---------- Brano scelto

GLI UOMINI DELLA RSI: GIAMPIETRO PELLEGRINI 


PELLEGRINI GIAMPIETRO, IL MINISTRO CHE SALVO' LE RISERVE AUREE
Bruno De Padova
 
 
Domenico Pellegrini-Giampietro, quell’integro docente di Diritto pubblico comparato nel l’Università di Napoli, dal 1934 in poi, e che, contemporaneamente, fu anche maestro di norme giuridiche ed economiche alla facoltà d’Ingegneria del medesimo Ateneo partenopeo, è stato l’uomo politico davvero capace ed altrettanto garante di coerenza che Benito Mussolini il 23 settembre 1943 - nei giorni successivi al collasso delle FF.AA. italiane per la resa incondizionata al nemico complottata dai Savoia, da Badoglio e da altri pusillanimi- convocò e designò all’impegnativa conduzione del Ministero delle Finanze, Scambi e Valute nel governo della nascente Repubblica Sociale, cioè di quel dicastero che ebbe nel passato - dal dicembre 1869 al giugno 1873- per rigido amministratore quel Quintino Sella che, senza badare a qualsiasi rischio d’impopolarità, contribuì alla prima fase conclusiva dell’unificazione risorgimentale della nostra Patria, per la quale il giureconsulto del Potentino lucano (adesso Basilicata) intervenne con saggezza - dopo l’8 settembre sino al 28 aprile 1945 - per divenire l’autentico tutore dell’intero patrimonio di questo Paese in uno dei periodi più sconvolgenti del mondo intero e mentre il territorio dell’intera penisola, dal Brennero alla Sicilia e dalle Alpi Marittime alla Venezia Giulia, era conteso con continue battaglie per l’occupazione militare condotta dagli incalzanti invasori anglo-statunitensi e ostacolati sull’altra parte delle fronti dai soldati della Wehrmacht germanica, alquanto incattiviti dal subdolo voltafaccia compiuto dallo Stato Maggiore dell’Esercito regio con il vergognoso armistizio-tradimento, tra l’altro stipulato a Cassibile dal gen. Castellano circa una settimana prima della sua proclamazione forzata ed annunciata da D.D. Eisenhower mediante Radio Algeri quando a Roma il marchese di Caporetto avrebbe preferito continuare a ‘tacerlo’.
Dilagò in quei terribili momenti il completo disorientamento nelle popolazioni di qualsiasi regione italica, mentre le conseguenze della ‘diaspora’ massonica ricercata dagli amici dei nemici - così Antonino Trizzino indicò poi i voltagabbana del 25 luglio e del l’8 settembre - dilagarono ovunque insieme al malcostume dell’opportunismo unitamente agli abusi degli speculatori d’ogni specie, favorendo un camuffamento quasi collettivo in quell’antifascismo di comodo che nessun pluralismo di concetti poteva ammettere e che, per l’esattezza, costò troppe sofferenze alle categorie sociali più deboli.

--------------------

*Consegne*
1 – Le affermazioni (a), (b) e (c) concordano con il brano su Pellegrini-Giampietro? Per ciascuna rispondi sì o no e cita le parole decisive del brano.
(a) Pellegrini-Giampietro insegnò Diritto pubblico comparato all'Università di Napoli a partire dal 1934.
(b) Mussolini lo convocò per il Ministero delle Finanze il 25 luglio 1943.
(c) Quintino Sella guidò quel dicastero dal dicembre 1869 al giugno 1873.
2 – Riporta fedelmente la parte del brano su Pellegrini-Giampietro da "Dilagò in quei" a "sociali più deboli.".
3 – Continua il brano su Pellegrini-Giampietro dopo la sua ultima frase.

---------- Dati registrati

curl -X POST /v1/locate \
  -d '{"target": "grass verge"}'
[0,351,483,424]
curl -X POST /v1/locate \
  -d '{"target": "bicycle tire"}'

--------------------

*Soluzioni dell'esercizio*
1 –
(a) Sì: "docente di Diritto pubblico comparato nel l’Università di Napoli, dal 1934 in poi".
(b) No: "il 23 settembre 1943".
(c) Sì: "dal dicembre 1869 al giugno 1873".

2 –
Dilagò in quei terribili momenti il completo disorientamento nelle popolazioni di qualsiasi regione italica, mentre le conseguenze della ‘diaspora’ massonica ricercata dagli amici dei nemici - così Antonino Trizzino indicò poi i voltagabbana del 25 luglio e del l’8 settembre - dilagarono ovunque insieme al malcostume dell’opportunismo unitamente agli abusi degli speculatori d’ogni specie, favorendo un camuffamento quasi collettivo in quell’antifascismo di comodo che nessun pluralismo di concetti poteva ammettere e che, per l’esattezza, costò troppe sofferenze alle categorie sociali più deboli.

3 –
Fu avverso a tale catastrofe politica, civile e sociale che il nuovo ministro delle Finanze della R.S.I. intervenne con fermezza, a tutela effettiva degli interessi dell’economia nazionale e delle nostre genti. Di ciò si ottiene la più chiara conferma da Filippo Anfuso che a pag. 487 e successiva dell’opera "Roma, Berlino, Salò" (ediz. 1950) precisò:
C’era un piccolo napoletano, tutto pepe e nervi, Pellegrini-Giampietro, che difendeva le nostre Finanze, e correva - tra Rahn e Mussolini- come quei ragazzi stizzosi e mingherlini che durante una partita di calcio si rivelavano dei grandi atleti per il solo miracolo della volontà’.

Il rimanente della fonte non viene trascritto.